F Fund
It's been awhile gang, but I've been pretty busy. I'm still watching markets, but the timing hasn't been as important except on a much longer scale. So I was (mostly) S Fund this year with the exception of a couple crappy moves early.
On 1 September, I went to cash based on this long term indicator that I really like:
http://advisorperspectives.com/dshort/updates/Monthly-Moving-Averages.php
I also read
Bill Dirlam's page weekly, including the detailed commentary. This week his model shifted from gold (TSP should have a precious metals index!), which he had held since May (smart), and moved into long zero coupon treasury bonds (BTTRX or TLT, etc.).
Since we don't have TLT as an option, I asked Bill about it and his thoughts on AGG (F Fund). I think his feedback is well worth sharing with the group, so I've posted it below for your consumption.

□ □ □ □

Could you pick up the F Fund post where it stops, after the sentence about sharing the feedback below?

□ □ □ □

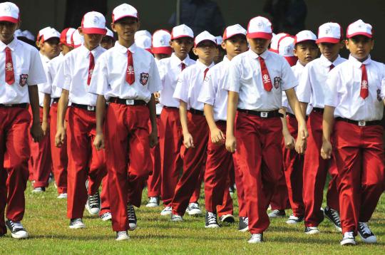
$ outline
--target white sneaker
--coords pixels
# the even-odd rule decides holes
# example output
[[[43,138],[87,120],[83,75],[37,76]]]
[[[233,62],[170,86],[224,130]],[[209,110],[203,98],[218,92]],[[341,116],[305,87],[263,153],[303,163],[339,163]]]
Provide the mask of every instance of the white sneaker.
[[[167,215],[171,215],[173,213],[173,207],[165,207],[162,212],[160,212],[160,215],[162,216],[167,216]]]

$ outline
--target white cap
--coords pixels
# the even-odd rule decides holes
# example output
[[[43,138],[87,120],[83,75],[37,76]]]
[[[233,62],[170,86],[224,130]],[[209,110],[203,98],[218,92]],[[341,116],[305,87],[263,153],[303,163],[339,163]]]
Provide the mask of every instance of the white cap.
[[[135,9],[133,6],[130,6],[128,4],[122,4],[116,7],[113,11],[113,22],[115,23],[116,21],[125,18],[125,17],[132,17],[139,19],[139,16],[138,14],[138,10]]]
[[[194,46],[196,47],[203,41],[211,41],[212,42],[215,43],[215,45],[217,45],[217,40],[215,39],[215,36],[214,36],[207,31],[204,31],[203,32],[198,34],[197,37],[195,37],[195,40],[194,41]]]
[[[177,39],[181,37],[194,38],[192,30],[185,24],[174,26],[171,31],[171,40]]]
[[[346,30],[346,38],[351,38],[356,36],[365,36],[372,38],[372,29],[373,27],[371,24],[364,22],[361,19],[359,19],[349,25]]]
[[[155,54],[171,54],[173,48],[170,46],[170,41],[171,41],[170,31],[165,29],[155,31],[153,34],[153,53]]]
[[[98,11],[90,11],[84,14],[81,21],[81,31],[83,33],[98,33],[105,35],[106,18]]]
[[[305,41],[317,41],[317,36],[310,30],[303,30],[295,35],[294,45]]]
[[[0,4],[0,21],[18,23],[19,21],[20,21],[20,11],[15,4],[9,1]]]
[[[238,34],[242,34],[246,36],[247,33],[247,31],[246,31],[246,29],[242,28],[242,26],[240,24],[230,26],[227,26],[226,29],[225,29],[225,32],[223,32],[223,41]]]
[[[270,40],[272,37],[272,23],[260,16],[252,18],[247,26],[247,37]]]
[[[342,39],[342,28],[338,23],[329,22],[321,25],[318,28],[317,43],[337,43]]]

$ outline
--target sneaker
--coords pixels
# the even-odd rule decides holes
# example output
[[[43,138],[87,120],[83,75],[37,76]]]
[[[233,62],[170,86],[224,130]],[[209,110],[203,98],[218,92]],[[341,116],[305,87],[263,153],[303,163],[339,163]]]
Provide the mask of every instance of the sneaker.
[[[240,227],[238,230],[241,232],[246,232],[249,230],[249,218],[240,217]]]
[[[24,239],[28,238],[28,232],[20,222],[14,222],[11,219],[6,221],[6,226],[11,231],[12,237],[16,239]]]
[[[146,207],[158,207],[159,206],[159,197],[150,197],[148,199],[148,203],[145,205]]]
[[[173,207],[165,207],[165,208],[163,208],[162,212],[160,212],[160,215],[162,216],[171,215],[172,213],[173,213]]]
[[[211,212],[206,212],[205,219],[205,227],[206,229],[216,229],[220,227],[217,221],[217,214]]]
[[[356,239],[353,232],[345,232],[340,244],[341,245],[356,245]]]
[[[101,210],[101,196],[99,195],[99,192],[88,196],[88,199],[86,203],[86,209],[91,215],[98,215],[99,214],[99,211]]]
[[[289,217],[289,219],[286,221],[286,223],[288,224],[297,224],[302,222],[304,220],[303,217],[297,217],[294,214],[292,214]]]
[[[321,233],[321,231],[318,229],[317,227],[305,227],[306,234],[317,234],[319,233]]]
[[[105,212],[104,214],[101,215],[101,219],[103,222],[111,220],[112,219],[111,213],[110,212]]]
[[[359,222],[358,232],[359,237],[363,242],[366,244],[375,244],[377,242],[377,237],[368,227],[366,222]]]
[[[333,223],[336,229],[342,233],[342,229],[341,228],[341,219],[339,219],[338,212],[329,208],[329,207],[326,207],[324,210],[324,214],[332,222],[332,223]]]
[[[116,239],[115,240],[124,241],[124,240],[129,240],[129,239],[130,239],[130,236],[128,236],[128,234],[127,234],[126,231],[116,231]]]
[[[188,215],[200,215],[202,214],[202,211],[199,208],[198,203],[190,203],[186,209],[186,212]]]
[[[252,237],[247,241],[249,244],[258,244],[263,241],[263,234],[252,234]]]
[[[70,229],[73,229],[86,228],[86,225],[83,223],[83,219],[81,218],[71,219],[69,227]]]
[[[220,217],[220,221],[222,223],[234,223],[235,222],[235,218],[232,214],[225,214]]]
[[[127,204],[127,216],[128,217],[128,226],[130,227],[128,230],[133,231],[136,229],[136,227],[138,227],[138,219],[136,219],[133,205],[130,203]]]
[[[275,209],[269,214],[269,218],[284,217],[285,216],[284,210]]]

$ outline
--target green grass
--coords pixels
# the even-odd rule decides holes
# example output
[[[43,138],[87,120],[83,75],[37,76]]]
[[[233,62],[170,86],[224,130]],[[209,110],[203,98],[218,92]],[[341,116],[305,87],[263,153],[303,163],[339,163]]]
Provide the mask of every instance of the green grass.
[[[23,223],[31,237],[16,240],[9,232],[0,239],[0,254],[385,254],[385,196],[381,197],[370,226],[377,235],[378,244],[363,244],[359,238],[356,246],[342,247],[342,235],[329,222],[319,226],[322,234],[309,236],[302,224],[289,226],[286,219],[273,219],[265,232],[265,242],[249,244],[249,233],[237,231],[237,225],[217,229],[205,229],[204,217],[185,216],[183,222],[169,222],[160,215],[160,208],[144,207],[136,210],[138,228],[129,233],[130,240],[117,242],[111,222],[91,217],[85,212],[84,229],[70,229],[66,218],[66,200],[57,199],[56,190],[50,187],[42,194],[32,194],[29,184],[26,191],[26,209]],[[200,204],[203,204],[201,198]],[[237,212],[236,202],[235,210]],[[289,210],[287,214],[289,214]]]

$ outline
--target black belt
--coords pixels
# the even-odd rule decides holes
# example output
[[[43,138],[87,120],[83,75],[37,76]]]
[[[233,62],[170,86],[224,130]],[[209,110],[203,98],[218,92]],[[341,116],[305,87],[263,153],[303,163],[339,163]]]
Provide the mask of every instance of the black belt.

□ □ □ □

» **Exercise response**:
I'm going 50G/50F today, then the rest of the way to 100F on Monday to try and average in a little. Separate from TSP, in outside accounts I'm shorting the Russell 2000 long term for now, but peeling off profits to DCA monthly into the following group of stocks, which are my only current stock holdings after consolidation recently: AMZN, AAPL, ATVI, BRK-B, COH, COST, DIS, F, NFLX, NOV, NKE, WFM. I got lucky with NFLX and bailed in the 200s, but restarted my position at yesterday's share price, which I see as a possible intermediate bottom; I'll buy more later as it will no doubt retest.
Yours,
Anthony
From Bill Dirlam:
"Hey Anthony-- If AGG is the best you've got, it will have to do. As the ticker implies it is an aggregate investment quality bond index (across all maturities and agencies), whereas TLT is specifically focused on one type of investment quality bond-- very long-term Treasuries.
Normally, the two funds are positively correlated, and normally AGG is far less volatile than TLT because it is more diversified. There are times when AGG will outperform TLT and vice versa. It depends on the market action and on the circumstances. In this case, AGG should underperform on the way up, but outperform on the way down.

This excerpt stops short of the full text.